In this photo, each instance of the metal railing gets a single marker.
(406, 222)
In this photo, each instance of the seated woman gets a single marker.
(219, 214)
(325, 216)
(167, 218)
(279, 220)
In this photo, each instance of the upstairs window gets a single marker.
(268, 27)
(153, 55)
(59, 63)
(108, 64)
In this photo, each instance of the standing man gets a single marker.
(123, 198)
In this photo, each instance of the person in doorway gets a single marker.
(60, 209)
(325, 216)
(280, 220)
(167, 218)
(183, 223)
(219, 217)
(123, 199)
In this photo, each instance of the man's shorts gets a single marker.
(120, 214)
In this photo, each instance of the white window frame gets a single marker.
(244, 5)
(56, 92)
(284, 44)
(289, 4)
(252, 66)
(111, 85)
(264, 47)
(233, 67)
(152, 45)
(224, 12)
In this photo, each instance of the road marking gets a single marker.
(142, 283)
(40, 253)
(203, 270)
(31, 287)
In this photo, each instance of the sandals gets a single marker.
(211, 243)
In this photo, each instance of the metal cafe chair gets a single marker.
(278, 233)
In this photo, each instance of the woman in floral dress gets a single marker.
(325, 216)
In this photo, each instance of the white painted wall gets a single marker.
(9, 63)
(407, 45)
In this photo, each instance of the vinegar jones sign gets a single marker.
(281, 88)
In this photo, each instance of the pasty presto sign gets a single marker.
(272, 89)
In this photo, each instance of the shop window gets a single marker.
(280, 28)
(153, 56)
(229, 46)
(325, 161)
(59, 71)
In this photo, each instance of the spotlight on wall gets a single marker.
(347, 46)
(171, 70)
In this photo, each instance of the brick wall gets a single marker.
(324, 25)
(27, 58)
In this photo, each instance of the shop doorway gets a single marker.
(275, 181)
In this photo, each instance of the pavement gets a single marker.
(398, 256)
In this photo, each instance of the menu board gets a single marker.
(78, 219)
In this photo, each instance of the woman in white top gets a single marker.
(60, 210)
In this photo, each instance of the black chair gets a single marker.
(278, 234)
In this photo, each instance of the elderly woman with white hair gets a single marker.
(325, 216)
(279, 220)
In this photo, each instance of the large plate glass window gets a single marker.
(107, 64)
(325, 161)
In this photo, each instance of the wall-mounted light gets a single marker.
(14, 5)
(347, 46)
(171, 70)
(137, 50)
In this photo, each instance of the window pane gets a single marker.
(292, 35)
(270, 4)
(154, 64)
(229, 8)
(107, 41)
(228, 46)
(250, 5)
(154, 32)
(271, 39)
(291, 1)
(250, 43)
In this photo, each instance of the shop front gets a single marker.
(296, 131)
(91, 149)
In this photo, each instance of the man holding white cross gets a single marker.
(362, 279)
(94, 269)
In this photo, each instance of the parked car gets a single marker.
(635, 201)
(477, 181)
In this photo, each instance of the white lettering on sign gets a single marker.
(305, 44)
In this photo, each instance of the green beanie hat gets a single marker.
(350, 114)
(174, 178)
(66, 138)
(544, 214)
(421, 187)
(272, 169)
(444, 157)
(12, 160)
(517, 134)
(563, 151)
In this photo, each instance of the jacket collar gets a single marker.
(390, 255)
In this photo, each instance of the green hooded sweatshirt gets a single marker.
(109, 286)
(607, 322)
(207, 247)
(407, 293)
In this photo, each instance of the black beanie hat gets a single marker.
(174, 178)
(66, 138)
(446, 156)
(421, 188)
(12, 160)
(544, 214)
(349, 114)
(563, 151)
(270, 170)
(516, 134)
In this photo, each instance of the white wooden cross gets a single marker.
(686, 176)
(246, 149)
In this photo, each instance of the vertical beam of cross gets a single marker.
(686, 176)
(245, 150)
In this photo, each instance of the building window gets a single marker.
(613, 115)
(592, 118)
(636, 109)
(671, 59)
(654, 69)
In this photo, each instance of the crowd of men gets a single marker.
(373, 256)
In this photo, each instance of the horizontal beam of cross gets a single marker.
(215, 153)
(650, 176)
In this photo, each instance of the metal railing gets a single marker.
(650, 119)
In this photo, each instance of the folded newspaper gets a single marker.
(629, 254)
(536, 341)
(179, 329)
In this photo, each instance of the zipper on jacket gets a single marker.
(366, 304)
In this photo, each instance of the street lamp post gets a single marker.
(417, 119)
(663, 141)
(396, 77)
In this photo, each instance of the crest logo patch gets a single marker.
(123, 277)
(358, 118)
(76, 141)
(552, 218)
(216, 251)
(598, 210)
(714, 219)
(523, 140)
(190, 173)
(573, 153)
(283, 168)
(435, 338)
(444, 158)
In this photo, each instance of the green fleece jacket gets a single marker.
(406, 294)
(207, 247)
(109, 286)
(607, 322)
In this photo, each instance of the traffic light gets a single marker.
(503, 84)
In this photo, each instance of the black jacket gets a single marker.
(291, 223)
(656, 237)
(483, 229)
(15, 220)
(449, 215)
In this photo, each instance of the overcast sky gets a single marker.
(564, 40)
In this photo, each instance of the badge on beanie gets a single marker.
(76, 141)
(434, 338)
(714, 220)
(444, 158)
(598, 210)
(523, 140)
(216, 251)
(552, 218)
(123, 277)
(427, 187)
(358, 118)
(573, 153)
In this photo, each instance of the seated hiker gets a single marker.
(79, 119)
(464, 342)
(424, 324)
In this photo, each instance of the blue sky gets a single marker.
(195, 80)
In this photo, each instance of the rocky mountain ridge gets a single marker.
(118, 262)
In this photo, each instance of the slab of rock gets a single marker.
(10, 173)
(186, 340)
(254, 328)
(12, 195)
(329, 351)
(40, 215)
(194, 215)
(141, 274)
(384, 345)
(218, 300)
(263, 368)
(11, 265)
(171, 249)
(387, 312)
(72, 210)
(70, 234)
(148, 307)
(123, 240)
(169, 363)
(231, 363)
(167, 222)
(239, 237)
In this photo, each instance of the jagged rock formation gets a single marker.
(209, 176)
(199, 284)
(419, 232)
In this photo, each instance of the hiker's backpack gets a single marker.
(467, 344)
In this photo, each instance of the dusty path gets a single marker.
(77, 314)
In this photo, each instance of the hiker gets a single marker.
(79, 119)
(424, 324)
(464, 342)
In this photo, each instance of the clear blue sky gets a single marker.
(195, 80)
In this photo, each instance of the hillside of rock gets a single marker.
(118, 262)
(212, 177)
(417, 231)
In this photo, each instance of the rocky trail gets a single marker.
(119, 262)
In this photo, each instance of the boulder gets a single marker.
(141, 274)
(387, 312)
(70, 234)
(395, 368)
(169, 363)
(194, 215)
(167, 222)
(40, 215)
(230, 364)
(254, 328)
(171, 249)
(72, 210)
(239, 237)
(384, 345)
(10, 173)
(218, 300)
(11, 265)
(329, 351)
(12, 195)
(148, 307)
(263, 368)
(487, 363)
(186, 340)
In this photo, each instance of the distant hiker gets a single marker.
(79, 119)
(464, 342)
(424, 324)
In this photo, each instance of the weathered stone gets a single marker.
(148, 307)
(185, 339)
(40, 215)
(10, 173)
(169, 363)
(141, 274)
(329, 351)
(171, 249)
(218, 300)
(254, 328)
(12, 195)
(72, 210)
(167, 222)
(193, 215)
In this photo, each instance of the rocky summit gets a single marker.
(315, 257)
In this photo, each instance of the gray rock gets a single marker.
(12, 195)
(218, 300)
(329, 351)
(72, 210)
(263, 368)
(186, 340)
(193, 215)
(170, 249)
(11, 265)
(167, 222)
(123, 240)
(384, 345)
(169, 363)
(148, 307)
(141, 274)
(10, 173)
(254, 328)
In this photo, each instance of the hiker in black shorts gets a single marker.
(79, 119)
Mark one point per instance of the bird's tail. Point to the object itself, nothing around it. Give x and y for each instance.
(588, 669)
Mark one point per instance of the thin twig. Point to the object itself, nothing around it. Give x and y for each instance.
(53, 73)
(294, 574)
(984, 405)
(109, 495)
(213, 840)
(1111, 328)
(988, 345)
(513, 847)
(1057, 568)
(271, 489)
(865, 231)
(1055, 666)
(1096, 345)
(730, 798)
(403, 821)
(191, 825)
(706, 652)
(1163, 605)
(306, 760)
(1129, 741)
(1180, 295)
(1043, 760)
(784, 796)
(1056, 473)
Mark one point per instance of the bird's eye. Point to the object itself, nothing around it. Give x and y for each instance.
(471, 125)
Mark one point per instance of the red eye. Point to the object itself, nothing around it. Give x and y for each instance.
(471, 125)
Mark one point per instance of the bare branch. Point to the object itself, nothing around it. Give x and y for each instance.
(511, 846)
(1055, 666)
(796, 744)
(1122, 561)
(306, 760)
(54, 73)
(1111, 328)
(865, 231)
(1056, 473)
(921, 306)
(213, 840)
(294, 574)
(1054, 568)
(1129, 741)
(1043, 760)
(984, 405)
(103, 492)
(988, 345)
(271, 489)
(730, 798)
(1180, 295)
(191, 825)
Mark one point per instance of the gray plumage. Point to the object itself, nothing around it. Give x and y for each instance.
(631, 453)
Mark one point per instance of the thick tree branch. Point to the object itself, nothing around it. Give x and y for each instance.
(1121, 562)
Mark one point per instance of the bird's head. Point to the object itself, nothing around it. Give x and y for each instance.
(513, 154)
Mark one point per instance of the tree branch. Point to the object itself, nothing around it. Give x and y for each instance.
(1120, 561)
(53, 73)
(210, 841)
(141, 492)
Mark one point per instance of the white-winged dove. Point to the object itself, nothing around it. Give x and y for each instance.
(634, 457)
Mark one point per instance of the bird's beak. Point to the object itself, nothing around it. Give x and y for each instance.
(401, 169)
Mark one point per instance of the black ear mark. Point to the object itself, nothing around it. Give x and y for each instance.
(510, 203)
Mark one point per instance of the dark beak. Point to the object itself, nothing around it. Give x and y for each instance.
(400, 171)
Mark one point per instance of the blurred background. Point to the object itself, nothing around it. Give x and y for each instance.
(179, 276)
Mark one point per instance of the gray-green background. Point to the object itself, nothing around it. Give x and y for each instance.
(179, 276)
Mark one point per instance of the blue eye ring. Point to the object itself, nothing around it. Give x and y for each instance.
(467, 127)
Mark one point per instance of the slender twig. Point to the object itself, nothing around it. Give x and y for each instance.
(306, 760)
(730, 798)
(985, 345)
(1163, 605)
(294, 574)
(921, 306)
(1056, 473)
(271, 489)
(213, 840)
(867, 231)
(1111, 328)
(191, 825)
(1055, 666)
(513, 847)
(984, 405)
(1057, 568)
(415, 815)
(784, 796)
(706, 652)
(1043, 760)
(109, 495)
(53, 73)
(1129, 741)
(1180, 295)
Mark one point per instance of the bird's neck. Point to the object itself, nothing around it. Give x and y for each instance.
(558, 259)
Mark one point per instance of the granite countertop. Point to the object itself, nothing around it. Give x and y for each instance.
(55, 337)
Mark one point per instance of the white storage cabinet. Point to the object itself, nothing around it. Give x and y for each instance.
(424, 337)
_ _ _ _ _
→ TASK PROMPT:
All lines from the one containing "Mark one point per instance of the black" through the end of the records, both ends included, are to be quoted exactly; please add nothing else.

→ SOLUTION TO THE EXERCISE:
Mark one point per instance of the black ear mark. Point to the object itself, nothing around it. Give x and y for each instance.
(510, 203)
Mark one point per instance of the dark beak. Point to the object itself, nothing around it. Give x and y for each instance.
(400, 171)
Mark one point per instance of the blurred background. Point to the object itself, nothing around it. Give x and y for each instance.
(179, 276)
Mark one point per instance of the gray-green background. Point to the object itself, nothing around it. Give x and y for each instance.
(179, 276)
Mark one point per instance of the blue eye ring. Point to the object itself, nothing around it. Give x and y for each instance.
(467, 127)
Mark one point per instance of the slender twig. Point to the object itself, nothing around it. Give x and y for each instance.
(306, 760)
(730, 798)
(985, 345)
(1163, 605)
(294, 574)
(921, 306)
(1056, 473)
(271, 489)
(213, 840)
(867, 231)
(1111, 328)
(191, 825)
(1055, 666)
(513, 847)
(984, 405)
(1057, 568)
(415, 815)
(784, 796)
(706, 652)
(1043, 760)
(109, 495)
(53, 73)
(1129, 741)
(1180, 295)
Mark one point per instance of the bird's neck. Point to the object itself, nothing around it. Give x and y for each instance.
(558, 259)
Mark one point per instance of the granite countertop. Point to the object itself, nothing around it. Give x and y for each instance.
(55, 337)
Mark one point per instance of the white storage cabinet. Point to the object itself, nothing around it. Give x and y for each instance.
(424, 337)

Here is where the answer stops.